T.A.M. London featured a bit of disagreement before it began on the price of admission, and there may have been some politics between London Skeptics and non-London Skeptics. Most of what I know in this regard is from Twitter, which is not the most reliable source. Sadly, SR's man on the spot Trystan Swale came down with the intestinal plague and had to return home a day early. Next SR contributor to attend a skeptical conference is going to be required to bring a first aid kit complete with broad spectrum antibiotic.
Then there was T.A.M. Australia which has been building up for well over a year, especially for listeners of the Skeptics' Guide to the Universe. It started out as a skeptical conference run by the Australian Skeptics and then it became part of T.A.M. Finally, T.A.M. Australia came and it seems to have gone off without a hitch or major disagreement. It was the first time the entire cast of The Skeptic Zone was under one roof, and all of the members of the SGU did indeed make it down under.

**Collection entries**:
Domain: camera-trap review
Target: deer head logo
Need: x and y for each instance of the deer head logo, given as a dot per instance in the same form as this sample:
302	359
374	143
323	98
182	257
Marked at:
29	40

**QUESTIONS ON THE MATERIAL**:
1. Based on the text about T.A.M. London and T.A.M. Australia above, decide whether each statement agrees with it. Give yes or no for each, along with the exact words from the text that settle it.
(a) Trystan Swale had to go home from T.A.M. London a day early.
(b) T.A.M. Australia started out as a conference run by the Skeptics' Guide to the Universe.
(c) Only some of the SGU members made it to T.A.M. Australia.
2. According to the text about T.A.M. London and T.A.M. Australia, where did the writer learn most of what they know about the disagreement at T.A.M. London?

**RESPONSES BY ITEM NUMBER**:
1.
(a) Yes: "had to return home a day early"
(b) No: "It started out as a skeptical conference run by the Australian Skeptics"
(c) No: "all of the members of the SGU did indeed make it down under"

2. Twitter.